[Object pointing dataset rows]
_ _ _ _

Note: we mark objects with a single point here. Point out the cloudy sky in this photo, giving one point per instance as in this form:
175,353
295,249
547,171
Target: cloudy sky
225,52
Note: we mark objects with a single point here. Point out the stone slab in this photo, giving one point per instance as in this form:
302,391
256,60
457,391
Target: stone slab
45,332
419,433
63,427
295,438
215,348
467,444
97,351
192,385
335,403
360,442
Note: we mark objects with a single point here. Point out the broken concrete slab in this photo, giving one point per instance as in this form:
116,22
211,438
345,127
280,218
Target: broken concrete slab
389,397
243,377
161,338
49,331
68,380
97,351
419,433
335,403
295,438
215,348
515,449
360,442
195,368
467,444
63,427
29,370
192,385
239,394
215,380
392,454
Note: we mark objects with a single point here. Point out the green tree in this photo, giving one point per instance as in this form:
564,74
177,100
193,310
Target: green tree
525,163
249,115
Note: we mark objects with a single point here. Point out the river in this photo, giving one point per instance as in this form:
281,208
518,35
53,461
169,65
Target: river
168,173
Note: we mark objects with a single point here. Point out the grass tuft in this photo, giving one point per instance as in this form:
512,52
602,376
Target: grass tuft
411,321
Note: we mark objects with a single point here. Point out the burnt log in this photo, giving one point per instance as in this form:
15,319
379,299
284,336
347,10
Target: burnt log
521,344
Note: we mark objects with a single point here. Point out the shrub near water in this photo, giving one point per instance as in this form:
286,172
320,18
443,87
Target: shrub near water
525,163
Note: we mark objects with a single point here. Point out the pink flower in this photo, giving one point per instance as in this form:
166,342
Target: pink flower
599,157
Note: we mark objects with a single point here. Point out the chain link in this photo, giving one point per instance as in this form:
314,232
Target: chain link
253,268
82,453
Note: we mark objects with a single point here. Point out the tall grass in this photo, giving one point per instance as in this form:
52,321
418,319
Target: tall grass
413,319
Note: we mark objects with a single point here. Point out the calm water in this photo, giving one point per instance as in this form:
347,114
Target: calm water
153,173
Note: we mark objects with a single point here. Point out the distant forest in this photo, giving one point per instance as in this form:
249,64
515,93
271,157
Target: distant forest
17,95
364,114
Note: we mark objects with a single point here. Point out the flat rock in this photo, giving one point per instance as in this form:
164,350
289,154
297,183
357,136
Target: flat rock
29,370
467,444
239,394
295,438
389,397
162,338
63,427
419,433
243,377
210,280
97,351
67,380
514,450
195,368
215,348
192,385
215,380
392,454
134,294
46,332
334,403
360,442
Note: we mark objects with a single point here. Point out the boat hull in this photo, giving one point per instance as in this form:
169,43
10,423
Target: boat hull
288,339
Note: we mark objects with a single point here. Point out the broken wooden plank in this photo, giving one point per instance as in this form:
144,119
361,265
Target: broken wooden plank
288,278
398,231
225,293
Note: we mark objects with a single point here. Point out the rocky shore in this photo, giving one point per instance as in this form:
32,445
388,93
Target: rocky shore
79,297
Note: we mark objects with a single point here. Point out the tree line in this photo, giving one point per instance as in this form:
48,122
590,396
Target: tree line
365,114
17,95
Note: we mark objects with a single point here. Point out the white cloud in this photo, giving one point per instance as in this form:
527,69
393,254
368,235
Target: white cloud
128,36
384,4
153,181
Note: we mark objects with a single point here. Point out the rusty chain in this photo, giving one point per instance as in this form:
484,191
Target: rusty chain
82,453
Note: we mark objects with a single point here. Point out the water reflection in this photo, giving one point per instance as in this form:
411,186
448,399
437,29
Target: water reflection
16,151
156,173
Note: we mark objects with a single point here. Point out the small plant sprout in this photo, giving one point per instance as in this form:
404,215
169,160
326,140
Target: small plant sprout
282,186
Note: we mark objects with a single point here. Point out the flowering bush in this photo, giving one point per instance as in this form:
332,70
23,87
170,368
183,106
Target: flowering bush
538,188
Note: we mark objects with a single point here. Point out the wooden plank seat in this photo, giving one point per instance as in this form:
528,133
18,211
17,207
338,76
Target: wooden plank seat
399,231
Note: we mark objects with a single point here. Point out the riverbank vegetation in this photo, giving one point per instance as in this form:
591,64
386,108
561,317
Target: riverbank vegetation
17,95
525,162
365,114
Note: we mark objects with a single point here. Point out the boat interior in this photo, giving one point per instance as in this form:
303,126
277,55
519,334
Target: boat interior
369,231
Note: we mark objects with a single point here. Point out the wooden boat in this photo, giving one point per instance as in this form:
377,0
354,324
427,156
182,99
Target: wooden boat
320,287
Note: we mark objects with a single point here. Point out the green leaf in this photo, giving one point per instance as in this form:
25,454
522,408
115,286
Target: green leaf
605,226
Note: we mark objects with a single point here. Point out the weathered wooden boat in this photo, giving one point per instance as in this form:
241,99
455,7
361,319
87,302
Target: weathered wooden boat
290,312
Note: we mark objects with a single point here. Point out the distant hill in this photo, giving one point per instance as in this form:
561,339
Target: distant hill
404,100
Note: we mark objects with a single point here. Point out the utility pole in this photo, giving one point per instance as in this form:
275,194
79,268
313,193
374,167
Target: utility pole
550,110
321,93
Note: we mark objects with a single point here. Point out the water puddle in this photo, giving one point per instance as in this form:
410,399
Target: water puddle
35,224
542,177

_ _ _ _

▸ **What is being asked**:
Reproduce all of the material above word for word.

▸ **Complete response**:
Note: we mark objects with a single point here. Point out the cloudy sky in this photo, giving one point per instance as in this form:
175,353
295,249
547,171
Target: cloudy sky
225,52
Note: we mark objects with a single point here. Point out the stone slab in this photo, giving one point per instance as in this form:
302,391
256,60
457,391
Target: stone slab
45,332
419,433
63,427
295,438
215,348
467,444
97,351
192,385
335,403
360,442
Note: we mark objects with a single point here. Point out the broken concrete slab in this photo, giving one point per instance as in this form:
116,22
211,438
345,127
280,218
Target: broken concrete slab
389,397
243,377
161,338
49,331
68,380
97,351
419,433
335,403
295,438
215,348
515,449
360,442
195,368
467,444
63,427
29,370
192,385
239,394
215,380
392,454
Note: we mark objects with a single point here. Point out the green tree in this photo, giving one point per instance as in this form:
564,74
177,100
193,310
Target: green tree
525,163
249,115
Note: we mark objects with a single point here. Point out the river in this photo, giving one point per instance as in this form:
281,208
518,35
53,461
169,65
Target: river
168,173
Note: we mark objects with a single point here. Point out the grass tuft in this photo, giving one point per instance as in this form:
512,52
602,376
Target: grass tuft
411,321
Note: we mark objects with a single point here. Point out the burnt log in this photo, giving one point per instance as in this form:
15,319
379,299
284,336
347,10
Target: burnt log
521,344
Note: we mark objects with a single point here. Point out the shrub near water in this photo, giving one point per instance as in this form:
286,172
320,18
443,87
Target: shrub near water
525,163
Note: we mark objects with a single point here. Point out the pink flower in this photo, giving one point per instance as in this form:
166,342
Target: pink flower
599,157
Note: we mark objects with a single point here. Point out the chain link in this photo, giving one point per instance as in this form:
314,232
Target: chain link
253,268
82,453
Note: we mark objects with a single point here. Point out the tall grass in this photo, giving one point per instance as in this form:
52,321
418,319
Target: tall grass
413,319
Note: we mark objects with a single point here. Point out the calm water in this photo, giving one point per instance as in this form:
347,114
Target: calm water
153,173
Note: we mark objects with a single point here. Point out the distant forest in this photo, giving one point per instance as in this form:
249,64
515,93
271,157
Target: distant forest
17,95
364,114
Note: we mark objects with a single point here. Point out the flat rock in this photo, giving one point per instance as in this form:
164,350
289,154
297,183
357,136
Target: flat rock
29,370
467,444
239,394
295,438
389,397
162,338
63,427
419,433
243,377
210,280
97,351
67,380
514,450
195,368
215,348
192,385
215,380
392,454
134,294
46,332
334,403
360,442
Note: we mark objects with a single point here. Point out the boat hull in this photo, giving one point per instance as in this form:
169,43
10,423
Target: boat hull
288,339
Note: we mark objects with a single point here. Point out the broken wooden plank in this photo, giving one point per instance as in this form:
144,119
361,265
Target: broken wooden plank
288,278
398,231
225,293
Note: we mark objects with a single point here. Point out the rocky shore in this photo, giving one point per instance as in this form:
32,445
388,93
Target: rocky shore
79,297
Note: we mark objects with a single point here. Point out the tree line in this photo, giving one point per instance as in this form:
48,122
590,396
Target: tree line
365,114
17,95
Note: we mark objects with a single point here. Point out the white cloud in this photo, giving one point per instance as in this form:
527,69
393,254
368,235
Target: white cloud
128,36
384,4
153,181
Note: we mark objects with a single point here. Point out the rusty chain in this photo, giving one point per instance as in this form:
484,191
Target: rusty chain
82,453
Note: we mark objects with a single point here. Point out the water reflection in this photo, giving one point per instance as in this form:
411,186
448,399
437,29
Target: water reflection
16,151
156,173
Note: we mark objects with a single point here. Point out the small plant sprout in this photo, giving one point per instance as in this form:
404,215
169,160
326,140
Target: small plant sprout
282,186
Note: we mark objects with a single point here. Point out the flowering bush in this photo, giving one point per instance as in this form:
332,70
23,87
170,368
183,106
Target: flowering bush
538,188
Note: we mark objects with a single point here. Point out the wooden plank seat in this photo, giving one point per instance as in this form:
528,133
18,211
17,207
338,76
Target: wooden plank seat
399,231
Note: we mark objects with a single point here. Point out the riverbank vegetation in this photo, giving one point per instance as in this form:
591,64
386,108
561,317
Target: riverbank vegetation
17,95
525,162
365,114
Note: we mark objects with a single point here. Point out the boat interior in this photo, giving one point per instance as in this form:
303,126
277,55
519,334
Target: boat interior
369,231
Note: we mark objects with a single point here. Point out the wooden boat in this photo, giving one point per instance as in this form:
377,0
354,324
427,156
182,99
Target: wooden boat
320,287
Note: we mark objects with a single point here. Point out the green leaf in this photo, giving one point per instance as in this form:
25,454
522,408
115,286
Target: green leaf
605,226
Note: we mark objects with a single point here. Point out the weathered wooden boat in this photo, giving one point per instance as in this form:
241,99
455,7
361,319
87,302
Target: weathered wooden boat
290,312
Note: we mark objects with a single point here. Point out the distant hill in this photo, giving one point per instance as in this form:
561,339
Target: distant hill
404,100
Note: we mark objects with a single point here. Point out the utility pole in this photo, giving one point per instance as in this form:
275,194
79,268
313,193
374,167
Target: utility pole
550,110
321,93
Note: we mark objects with a single point here. Point out the water puddle in this photo, giving one point per instance as in this form:
410,399
Target: water puddle
35,224
542,177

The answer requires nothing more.